> [GIVEN INSTRUCTION]:
Render the material from the line with "Query: roof of car" to the line with "51], [239, 49]]" as a numbered list, leaving out blank lines.

> [DATASET CONTENT]:
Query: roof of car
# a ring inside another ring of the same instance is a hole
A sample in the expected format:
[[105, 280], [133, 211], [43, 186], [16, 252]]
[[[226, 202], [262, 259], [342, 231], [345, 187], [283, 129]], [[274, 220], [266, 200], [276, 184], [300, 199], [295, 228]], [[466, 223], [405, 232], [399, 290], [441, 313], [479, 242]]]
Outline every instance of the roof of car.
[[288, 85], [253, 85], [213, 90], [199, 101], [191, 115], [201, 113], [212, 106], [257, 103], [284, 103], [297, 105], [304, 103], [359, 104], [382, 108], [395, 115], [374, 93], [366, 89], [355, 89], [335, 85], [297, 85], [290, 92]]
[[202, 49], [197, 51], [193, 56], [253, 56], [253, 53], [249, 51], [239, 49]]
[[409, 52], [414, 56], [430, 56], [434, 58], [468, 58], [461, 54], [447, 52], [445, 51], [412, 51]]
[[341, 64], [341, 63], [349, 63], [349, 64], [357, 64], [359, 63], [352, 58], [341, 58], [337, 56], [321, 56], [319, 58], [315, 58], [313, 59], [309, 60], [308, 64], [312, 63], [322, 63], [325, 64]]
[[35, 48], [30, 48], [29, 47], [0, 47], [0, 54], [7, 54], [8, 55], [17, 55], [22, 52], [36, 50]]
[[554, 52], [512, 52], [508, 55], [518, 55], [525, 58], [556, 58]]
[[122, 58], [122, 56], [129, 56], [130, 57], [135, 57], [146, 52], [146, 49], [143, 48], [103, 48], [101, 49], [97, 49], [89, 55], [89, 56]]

==

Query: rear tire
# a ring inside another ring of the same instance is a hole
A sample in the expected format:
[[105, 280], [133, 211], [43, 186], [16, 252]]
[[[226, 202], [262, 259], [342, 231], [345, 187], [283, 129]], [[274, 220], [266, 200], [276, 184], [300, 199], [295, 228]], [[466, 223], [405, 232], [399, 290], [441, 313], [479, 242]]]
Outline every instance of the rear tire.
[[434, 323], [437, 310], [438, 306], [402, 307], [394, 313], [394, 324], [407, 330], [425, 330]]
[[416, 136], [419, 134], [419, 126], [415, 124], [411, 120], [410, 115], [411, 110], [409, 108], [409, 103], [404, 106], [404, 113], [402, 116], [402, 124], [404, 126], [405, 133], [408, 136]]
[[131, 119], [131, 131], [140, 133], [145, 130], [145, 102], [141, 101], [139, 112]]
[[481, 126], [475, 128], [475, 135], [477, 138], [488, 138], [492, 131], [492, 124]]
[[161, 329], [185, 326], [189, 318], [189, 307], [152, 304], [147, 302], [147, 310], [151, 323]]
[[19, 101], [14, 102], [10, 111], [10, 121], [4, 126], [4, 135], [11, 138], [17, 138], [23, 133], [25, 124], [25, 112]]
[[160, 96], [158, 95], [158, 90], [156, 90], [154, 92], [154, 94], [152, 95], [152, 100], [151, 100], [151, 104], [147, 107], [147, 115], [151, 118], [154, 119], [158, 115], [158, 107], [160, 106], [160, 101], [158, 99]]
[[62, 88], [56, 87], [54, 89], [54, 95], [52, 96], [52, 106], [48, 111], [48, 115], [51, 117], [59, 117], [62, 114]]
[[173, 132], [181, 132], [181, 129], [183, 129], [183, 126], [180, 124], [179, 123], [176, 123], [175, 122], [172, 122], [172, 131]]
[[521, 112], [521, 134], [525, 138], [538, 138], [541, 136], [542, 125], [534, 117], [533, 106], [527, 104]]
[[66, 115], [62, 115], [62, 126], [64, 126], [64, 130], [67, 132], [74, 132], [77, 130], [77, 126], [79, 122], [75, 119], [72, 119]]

> [FINISHED TASK]:
1. Query: roof of car
2. # a ring inside another ring of the same instance is a hole
3. A sample in the expected format:
4. [[105, 280], [133, 211], [43, 186], [16, 252]]
5. [[[226, 202], [262, 259], [342, 231], [345, 187], [283, 129]], [[274, 220], [266, 200], [276, 184], [300, 199], [295, 228]], [[466, 223], [405, 232], [399, 290], [441, 313], [479, 242]]]
6. Outline every instance of the roof of car.
7. [[288, 85], [253, 85], [213, 90], [199, 101], [191, 115], [201, 113], [212, 106], [257, 103], [284, 103], [297, 105], [304, 103], [359, 104], [382, 108], [395, 115], [374, 93], [366, 89], [355, 89], [335, 85], [297, 85], [290, 92]]
8. [[202, 49], [197, 51], [193, 56], [253, 56], [253, 53], [249, 51], [239, 49]]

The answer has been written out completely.